● **Exercise details**
Starting at the line that contains "pixel 189 42" in the listing below, write out every line word for word until you have written the line that contains "Category: countertop".

(Records)

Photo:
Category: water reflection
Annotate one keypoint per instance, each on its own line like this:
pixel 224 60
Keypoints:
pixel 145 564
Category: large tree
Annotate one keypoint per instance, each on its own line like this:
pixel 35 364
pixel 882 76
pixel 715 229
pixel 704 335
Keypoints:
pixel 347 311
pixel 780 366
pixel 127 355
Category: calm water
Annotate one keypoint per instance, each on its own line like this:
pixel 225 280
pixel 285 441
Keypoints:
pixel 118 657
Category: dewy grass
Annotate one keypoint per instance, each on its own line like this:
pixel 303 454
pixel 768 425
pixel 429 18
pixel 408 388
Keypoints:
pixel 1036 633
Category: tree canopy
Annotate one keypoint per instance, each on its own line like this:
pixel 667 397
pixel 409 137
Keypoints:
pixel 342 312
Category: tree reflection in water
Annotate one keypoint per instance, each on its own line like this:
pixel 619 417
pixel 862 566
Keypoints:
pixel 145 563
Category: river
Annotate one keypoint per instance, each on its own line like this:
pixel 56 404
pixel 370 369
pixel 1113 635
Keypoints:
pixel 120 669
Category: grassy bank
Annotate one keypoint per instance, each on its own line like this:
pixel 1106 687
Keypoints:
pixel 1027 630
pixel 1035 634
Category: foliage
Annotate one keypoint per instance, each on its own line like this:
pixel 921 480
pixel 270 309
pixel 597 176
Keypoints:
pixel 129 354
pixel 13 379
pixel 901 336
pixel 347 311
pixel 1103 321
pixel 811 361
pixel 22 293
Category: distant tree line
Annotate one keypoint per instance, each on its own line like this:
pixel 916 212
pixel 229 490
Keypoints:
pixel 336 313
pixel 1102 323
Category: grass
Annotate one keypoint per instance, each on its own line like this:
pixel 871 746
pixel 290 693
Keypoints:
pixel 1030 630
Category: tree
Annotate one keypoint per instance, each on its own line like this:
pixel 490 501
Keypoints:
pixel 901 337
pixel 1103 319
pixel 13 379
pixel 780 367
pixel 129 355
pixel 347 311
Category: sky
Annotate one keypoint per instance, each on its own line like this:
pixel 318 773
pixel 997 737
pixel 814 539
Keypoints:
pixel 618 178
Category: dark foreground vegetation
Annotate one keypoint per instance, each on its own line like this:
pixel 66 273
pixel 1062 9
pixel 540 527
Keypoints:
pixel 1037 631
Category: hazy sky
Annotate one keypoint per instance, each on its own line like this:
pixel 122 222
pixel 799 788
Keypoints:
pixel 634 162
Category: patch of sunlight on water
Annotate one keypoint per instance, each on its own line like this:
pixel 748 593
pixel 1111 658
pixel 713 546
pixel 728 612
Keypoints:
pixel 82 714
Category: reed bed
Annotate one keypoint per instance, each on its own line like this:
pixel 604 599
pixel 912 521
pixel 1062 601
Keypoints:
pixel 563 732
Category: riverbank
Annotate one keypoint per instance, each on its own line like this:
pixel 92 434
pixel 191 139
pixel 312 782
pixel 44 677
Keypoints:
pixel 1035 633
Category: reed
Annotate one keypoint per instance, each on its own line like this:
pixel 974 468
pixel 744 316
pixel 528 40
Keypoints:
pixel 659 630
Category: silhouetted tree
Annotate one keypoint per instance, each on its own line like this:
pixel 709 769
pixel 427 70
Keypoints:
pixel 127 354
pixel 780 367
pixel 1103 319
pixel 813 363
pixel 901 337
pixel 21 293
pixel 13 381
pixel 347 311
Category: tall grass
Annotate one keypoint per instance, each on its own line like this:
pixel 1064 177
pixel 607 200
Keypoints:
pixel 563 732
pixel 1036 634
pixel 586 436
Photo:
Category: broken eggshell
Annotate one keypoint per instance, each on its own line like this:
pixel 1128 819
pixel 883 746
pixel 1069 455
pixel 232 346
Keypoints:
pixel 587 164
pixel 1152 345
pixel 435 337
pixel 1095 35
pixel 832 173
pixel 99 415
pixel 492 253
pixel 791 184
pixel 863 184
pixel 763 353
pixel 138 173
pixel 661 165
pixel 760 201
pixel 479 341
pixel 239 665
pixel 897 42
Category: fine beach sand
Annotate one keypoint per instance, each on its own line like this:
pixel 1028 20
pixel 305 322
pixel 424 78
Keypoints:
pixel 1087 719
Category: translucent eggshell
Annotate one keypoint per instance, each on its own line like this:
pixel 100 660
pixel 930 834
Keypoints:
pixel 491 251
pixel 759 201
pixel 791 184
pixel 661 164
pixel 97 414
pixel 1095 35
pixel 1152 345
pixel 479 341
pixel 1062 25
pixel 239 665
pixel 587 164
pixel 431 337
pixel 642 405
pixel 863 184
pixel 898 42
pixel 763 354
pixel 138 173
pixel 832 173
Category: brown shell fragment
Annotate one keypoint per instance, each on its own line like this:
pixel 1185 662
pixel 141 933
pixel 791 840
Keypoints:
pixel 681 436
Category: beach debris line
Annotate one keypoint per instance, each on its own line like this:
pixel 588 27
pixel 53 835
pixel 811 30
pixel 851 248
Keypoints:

(End Records)
(Records)

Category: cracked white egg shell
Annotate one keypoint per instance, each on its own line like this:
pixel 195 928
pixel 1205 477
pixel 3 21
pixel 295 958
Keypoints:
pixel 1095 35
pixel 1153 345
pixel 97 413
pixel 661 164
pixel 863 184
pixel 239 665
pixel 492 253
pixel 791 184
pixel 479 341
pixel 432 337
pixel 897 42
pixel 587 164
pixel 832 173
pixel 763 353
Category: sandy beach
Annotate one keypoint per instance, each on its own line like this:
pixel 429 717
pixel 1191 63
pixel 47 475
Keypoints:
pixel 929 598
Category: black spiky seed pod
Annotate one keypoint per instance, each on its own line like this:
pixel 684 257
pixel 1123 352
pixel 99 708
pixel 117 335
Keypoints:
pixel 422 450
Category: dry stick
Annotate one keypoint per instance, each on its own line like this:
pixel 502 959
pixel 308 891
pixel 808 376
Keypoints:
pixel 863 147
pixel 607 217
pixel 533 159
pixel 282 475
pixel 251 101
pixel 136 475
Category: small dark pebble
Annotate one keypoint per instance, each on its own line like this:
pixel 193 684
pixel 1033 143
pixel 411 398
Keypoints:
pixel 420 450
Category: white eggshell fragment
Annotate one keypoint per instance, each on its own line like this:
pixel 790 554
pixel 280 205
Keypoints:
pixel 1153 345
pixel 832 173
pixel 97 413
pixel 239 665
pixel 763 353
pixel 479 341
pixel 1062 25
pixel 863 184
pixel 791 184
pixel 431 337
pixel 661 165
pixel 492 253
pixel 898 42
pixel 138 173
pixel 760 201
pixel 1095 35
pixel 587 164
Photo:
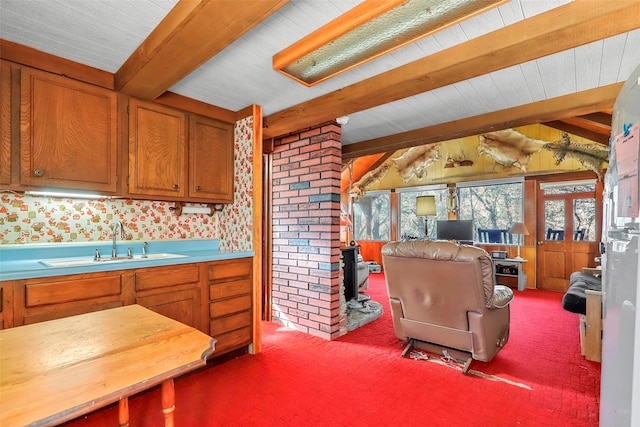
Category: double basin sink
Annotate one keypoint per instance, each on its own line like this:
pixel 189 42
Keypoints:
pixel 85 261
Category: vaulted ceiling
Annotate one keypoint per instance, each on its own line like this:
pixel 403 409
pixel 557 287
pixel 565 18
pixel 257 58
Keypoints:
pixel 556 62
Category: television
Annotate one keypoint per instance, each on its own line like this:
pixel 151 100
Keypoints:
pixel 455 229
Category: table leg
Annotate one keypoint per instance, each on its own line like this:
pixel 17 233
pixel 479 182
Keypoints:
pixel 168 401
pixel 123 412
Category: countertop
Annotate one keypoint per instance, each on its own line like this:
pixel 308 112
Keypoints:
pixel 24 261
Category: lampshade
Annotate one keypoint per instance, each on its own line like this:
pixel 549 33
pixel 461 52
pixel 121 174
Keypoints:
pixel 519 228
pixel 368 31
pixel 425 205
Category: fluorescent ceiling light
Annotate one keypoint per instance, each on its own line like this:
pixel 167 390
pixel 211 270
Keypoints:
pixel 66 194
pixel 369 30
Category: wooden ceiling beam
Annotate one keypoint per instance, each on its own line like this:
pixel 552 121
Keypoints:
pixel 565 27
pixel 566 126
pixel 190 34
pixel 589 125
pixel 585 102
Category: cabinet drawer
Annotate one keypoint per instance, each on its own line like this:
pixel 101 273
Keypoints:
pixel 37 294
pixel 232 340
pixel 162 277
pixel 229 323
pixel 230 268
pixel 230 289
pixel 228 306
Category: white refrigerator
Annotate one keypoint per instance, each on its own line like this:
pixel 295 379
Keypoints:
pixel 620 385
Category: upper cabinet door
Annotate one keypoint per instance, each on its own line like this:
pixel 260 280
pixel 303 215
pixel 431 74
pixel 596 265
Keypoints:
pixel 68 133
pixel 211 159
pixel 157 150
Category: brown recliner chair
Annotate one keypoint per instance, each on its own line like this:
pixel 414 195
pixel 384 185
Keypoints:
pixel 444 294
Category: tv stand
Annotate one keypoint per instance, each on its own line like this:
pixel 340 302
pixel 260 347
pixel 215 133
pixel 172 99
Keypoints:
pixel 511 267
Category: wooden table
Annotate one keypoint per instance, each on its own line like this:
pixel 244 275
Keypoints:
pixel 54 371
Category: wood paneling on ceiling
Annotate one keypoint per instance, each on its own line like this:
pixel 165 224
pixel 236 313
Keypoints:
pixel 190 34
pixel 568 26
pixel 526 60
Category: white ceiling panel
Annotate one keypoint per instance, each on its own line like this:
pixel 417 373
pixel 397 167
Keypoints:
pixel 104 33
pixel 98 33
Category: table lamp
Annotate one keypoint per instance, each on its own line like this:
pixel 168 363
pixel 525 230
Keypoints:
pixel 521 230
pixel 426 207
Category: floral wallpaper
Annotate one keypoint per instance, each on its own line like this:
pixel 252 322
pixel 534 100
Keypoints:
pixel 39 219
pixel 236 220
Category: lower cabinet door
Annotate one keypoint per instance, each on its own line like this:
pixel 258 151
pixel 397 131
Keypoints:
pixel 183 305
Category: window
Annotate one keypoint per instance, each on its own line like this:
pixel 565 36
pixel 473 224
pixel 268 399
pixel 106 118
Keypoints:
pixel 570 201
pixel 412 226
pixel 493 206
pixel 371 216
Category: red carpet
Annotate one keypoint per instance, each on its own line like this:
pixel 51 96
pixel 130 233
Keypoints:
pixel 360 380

(End Records)

● **Answer section**
pixel 189 42
Keypoints:
pixel 85 261
Category: vaulted ceiling
Annotate one keypoint per instance, each on its own line like this:
pixel 403 409
pixel 557 287
pixel 565 18
pixel 257 58
Keypoints:
pixel 556 62
Category: television
Annotate one keypoint per instance, each on its own line like this:
pixel 151 100
Keypoints:
pixel 455 229
Category: table leg
Annotate one keypoint per instance, each on its own line like this:
pixel 17 233
pixel 479 182
Keypoints:
pixel 168 401
pixel 123 412
Category: countertop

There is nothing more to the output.